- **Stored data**
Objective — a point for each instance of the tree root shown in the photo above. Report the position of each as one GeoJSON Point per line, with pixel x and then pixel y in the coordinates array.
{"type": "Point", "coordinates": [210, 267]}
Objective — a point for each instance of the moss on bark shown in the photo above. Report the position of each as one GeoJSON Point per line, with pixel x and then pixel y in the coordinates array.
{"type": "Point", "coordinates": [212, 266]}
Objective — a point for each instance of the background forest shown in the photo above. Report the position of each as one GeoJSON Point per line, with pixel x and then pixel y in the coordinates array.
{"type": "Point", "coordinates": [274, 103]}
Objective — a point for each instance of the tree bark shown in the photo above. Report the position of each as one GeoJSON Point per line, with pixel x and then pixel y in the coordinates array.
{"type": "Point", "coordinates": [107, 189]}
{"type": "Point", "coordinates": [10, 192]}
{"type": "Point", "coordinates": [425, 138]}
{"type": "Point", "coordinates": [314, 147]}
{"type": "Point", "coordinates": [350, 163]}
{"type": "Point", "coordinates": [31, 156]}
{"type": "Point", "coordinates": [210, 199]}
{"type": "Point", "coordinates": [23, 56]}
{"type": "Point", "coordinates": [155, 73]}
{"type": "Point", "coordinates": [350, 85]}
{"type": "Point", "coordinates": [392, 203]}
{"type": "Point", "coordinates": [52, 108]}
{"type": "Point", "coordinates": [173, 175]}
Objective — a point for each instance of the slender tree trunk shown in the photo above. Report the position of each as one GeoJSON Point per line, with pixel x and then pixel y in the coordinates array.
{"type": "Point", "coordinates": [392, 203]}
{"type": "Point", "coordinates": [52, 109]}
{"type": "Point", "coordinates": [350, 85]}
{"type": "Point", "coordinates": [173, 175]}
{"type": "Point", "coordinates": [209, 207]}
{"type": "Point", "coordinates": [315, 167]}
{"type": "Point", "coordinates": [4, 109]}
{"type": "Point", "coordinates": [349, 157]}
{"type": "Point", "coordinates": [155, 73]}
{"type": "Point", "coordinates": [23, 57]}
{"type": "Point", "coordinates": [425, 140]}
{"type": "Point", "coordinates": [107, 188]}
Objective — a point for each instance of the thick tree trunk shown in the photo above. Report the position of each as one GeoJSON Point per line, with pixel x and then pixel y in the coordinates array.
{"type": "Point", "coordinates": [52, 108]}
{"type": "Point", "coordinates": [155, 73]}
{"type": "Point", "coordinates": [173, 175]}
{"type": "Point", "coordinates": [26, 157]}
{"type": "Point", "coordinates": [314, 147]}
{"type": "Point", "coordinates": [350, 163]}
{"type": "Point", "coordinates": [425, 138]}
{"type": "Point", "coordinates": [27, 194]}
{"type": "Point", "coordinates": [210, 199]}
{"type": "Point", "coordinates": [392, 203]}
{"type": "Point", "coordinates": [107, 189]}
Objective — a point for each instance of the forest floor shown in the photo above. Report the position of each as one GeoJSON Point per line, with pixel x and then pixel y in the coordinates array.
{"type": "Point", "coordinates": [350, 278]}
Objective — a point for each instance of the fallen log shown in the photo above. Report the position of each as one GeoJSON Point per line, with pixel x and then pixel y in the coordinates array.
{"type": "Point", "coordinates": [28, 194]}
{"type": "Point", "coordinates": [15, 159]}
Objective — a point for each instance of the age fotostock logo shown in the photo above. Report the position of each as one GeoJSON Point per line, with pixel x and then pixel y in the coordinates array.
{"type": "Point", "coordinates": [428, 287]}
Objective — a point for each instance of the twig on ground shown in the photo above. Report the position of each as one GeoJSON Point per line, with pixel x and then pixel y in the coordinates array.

- **Required action**
What you return should consist solely of the lines from the one containing "Objective — a point for each instance of the forest" through the end of the entries above, reproduced exactly.

- **Solution to this exercise**
Objective — a point for each instance of the forest floor shown in the photo above. Report the position of each as one GeoJSON Point per line, with pixel x and then pixel y in the coordinates array.
{"type": "Point", "coordinates": [350, 278]}
Objective — a point for each instance of the fallen log shown in the photo above. Report the position of each as one GeoJSON Point per line, with pixel x and then pixel y in the coordinates array.
{"type": "Point", "coordinates": [28, 194]}
{"type": "Point", "coordinates": [15, 159]}
Objective — a point for each instance of the age fotostock logo shown in the photo above. Report the position of each as one GeoJSON Point per line, with pixel x and then pixel y in the coordinates array.
{"type": "Point", "coordinates": [428, 287]}
Objective — a point for each instance of the twig on ground shown in the photo above. Report the position of each as one GeoJSON Point per line, with pixel x and then pixel y in the coordinates array.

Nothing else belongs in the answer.